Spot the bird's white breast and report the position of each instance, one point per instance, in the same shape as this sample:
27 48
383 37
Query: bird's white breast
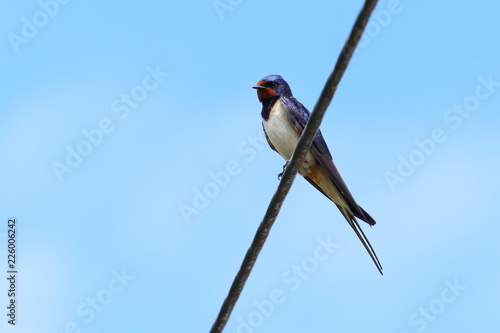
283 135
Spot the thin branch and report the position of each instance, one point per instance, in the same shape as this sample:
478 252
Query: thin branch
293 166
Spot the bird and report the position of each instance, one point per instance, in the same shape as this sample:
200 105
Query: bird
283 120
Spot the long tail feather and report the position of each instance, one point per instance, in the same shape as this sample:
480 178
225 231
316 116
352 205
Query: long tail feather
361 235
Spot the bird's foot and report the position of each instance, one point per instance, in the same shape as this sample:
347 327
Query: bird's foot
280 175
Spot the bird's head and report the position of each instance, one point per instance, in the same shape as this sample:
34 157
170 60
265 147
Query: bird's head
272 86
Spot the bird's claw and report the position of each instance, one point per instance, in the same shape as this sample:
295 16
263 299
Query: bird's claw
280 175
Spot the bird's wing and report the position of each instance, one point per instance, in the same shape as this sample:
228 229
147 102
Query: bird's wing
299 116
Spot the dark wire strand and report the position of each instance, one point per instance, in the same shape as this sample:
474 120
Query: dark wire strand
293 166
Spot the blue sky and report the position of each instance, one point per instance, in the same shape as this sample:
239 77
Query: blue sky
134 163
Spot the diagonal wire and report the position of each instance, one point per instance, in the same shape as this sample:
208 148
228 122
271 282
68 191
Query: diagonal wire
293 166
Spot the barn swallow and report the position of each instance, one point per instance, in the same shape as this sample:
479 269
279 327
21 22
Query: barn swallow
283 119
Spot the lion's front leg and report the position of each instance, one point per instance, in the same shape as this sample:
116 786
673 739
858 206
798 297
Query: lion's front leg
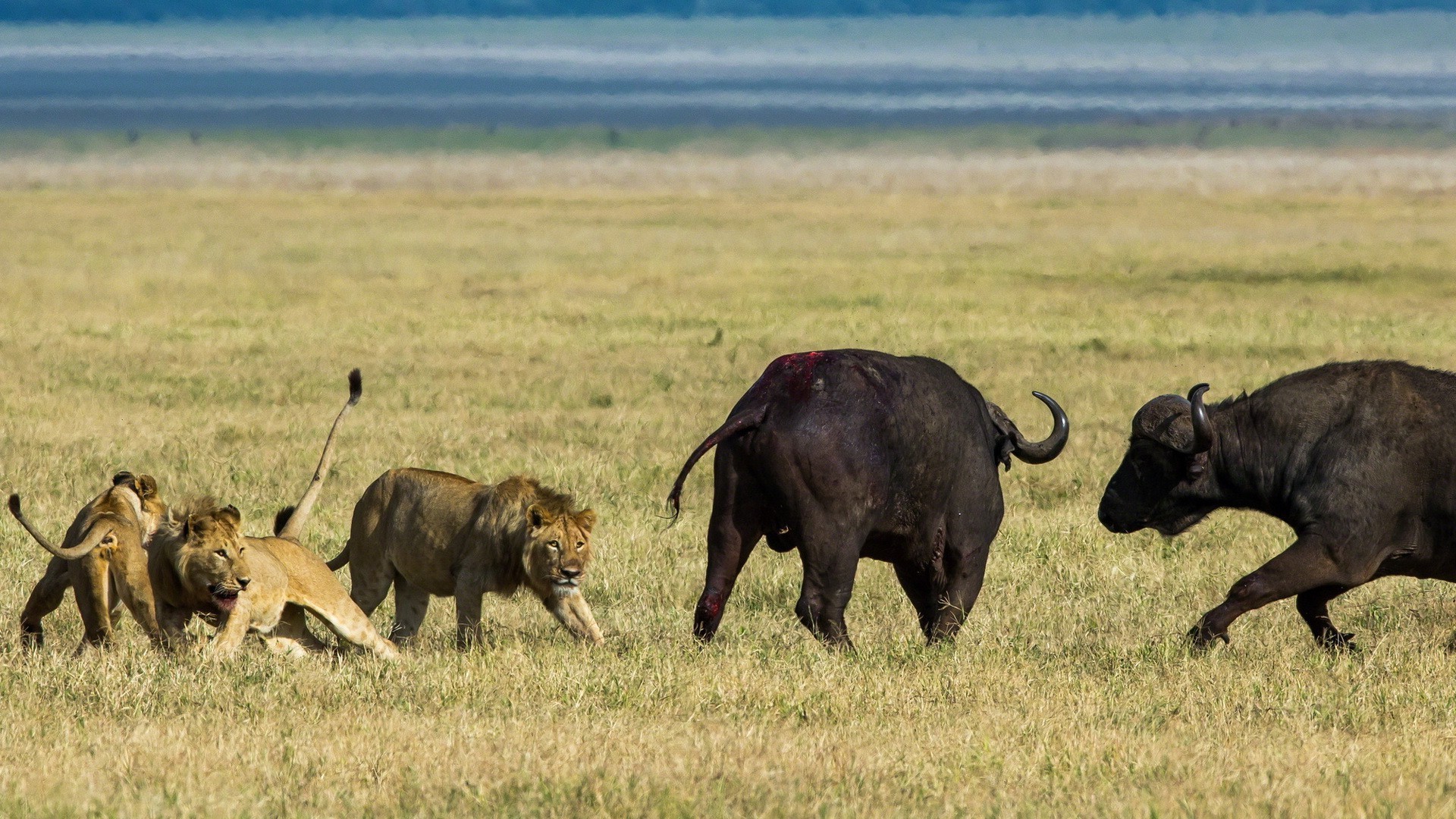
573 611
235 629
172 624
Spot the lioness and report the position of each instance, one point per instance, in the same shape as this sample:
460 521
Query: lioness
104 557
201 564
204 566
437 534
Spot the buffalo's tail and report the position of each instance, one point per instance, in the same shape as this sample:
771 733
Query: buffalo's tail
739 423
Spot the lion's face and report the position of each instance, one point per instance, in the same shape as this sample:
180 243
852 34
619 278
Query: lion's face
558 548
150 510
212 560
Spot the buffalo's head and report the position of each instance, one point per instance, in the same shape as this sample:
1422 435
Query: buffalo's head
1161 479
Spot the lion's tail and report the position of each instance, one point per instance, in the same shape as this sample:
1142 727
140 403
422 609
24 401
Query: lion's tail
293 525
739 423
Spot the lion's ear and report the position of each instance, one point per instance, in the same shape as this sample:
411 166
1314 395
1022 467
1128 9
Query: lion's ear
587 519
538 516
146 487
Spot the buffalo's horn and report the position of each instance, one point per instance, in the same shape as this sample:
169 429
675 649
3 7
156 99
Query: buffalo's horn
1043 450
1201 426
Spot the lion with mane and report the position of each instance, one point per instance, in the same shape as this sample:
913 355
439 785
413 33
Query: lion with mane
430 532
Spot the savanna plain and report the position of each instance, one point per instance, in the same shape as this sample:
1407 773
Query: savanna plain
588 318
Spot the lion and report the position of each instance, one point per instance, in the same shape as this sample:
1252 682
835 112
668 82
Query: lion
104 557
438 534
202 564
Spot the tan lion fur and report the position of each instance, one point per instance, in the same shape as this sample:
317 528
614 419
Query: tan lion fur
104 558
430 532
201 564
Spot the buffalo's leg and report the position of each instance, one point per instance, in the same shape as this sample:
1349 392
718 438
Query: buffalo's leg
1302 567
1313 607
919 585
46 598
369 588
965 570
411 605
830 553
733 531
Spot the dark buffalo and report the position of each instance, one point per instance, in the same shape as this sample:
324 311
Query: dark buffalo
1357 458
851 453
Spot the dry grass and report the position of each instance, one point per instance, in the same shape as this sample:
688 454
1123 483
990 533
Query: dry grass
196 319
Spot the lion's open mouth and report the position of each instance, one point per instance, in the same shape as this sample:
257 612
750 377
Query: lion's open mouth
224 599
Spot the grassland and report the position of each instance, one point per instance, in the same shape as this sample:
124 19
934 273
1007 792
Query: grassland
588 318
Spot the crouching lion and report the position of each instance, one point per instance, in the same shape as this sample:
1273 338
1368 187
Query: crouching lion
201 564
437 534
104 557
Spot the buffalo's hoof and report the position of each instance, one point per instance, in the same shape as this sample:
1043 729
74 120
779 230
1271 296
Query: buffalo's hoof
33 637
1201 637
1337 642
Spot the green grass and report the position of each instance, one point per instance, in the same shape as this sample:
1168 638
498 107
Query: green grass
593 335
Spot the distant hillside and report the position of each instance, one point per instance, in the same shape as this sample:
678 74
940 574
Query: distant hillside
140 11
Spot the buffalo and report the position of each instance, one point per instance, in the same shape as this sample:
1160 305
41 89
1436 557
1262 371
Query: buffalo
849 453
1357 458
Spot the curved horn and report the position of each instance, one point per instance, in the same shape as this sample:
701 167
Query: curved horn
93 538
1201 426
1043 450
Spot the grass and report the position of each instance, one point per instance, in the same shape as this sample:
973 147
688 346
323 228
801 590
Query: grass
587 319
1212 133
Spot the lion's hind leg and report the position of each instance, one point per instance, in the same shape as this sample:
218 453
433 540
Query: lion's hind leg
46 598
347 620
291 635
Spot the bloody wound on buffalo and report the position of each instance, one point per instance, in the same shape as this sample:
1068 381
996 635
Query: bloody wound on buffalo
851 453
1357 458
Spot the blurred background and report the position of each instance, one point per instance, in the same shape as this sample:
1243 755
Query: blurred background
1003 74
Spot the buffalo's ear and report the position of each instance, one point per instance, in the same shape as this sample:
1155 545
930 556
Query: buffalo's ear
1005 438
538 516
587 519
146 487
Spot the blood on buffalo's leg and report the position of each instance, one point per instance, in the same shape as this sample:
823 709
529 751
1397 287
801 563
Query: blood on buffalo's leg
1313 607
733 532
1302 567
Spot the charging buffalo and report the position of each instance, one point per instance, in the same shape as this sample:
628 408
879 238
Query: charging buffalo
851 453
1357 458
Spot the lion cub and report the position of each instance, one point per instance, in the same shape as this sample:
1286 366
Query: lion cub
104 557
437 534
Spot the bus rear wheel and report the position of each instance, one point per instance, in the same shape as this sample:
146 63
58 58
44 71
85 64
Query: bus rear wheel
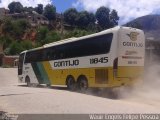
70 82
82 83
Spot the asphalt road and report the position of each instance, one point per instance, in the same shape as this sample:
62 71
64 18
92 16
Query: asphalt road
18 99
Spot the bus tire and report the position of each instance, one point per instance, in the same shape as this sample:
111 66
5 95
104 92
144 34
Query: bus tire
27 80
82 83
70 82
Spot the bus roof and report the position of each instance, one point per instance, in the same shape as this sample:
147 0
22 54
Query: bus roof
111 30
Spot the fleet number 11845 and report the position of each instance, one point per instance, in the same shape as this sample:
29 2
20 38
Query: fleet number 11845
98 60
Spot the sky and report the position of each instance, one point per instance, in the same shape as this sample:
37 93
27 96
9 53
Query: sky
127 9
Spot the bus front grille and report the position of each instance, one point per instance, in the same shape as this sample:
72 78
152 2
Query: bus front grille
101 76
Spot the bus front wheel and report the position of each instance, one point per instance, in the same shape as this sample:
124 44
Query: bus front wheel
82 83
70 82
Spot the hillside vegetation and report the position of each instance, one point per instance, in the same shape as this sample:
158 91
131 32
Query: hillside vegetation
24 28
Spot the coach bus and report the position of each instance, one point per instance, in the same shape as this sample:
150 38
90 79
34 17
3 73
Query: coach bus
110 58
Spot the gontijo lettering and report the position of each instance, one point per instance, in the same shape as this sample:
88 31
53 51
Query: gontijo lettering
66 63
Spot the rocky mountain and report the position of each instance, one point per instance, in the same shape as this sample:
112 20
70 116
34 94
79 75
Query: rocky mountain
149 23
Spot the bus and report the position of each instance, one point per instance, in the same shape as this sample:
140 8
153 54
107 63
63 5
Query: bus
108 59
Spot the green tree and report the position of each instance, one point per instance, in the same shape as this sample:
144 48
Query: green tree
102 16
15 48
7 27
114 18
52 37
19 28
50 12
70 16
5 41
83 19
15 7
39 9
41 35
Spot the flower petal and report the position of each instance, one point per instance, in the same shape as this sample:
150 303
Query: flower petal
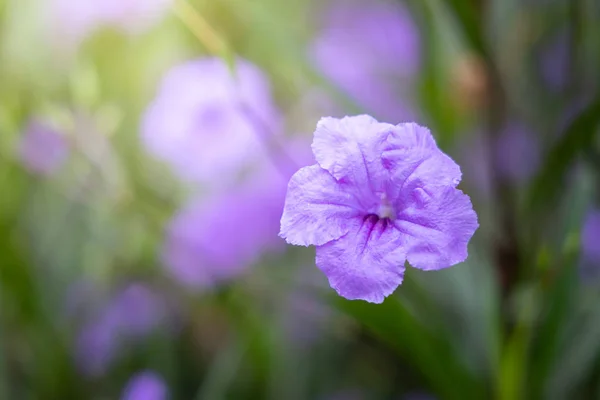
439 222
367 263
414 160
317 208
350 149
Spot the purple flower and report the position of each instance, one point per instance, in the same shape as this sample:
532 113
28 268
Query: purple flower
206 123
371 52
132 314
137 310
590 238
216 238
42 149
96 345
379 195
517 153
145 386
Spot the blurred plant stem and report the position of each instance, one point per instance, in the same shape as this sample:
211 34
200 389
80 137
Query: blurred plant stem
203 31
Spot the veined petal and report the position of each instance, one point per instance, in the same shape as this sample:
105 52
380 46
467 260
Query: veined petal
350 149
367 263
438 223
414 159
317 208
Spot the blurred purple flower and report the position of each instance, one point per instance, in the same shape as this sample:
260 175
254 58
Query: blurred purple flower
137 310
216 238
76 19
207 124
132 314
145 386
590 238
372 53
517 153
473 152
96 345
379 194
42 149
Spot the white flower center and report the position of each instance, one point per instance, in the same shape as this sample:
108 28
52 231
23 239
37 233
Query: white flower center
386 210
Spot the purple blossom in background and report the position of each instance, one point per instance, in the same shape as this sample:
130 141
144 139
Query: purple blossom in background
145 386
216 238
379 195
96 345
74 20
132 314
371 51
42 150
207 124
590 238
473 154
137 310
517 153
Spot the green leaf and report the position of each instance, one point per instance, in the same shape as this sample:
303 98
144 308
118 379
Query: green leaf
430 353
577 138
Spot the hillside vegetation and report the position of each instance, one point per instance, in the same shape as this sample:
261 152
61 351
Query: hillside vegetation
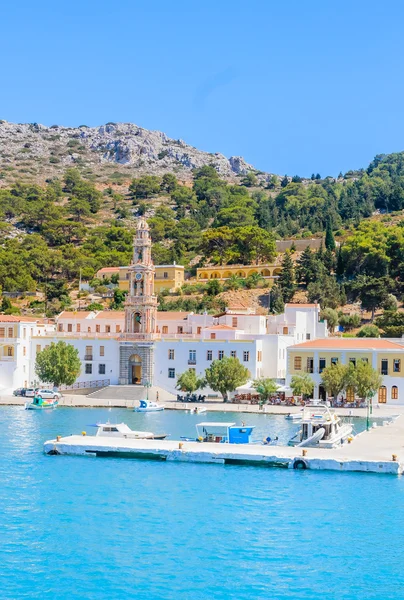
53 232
• • • • •
Reproduce verbatim every line starting at the line that holds "Spot the purple blossom" and ending with the final line of the data; omit the pictures.

▶ The completed task
Spot the purple blossom in background and report the position of each instance, one point per instance, in the same shape as this sample:
130 141
144 139
Query: purple blossom in background
145 386
216 238
379 195
96 345
74 20
132 314
371 51
42 150
207 124
590 238
473 154
137 310
517 153
Spot the green leaf and report the position of each instance, one point per instance, in the same shape as this sample:
303 98
144 308
118 379
Query: green leaf
430 353
577 138
Spot the hillside vegetation and report the position of each instance, one point per instance, in the same shape as this sample:
261 152
61 351
Query: hillside vegetation
53 232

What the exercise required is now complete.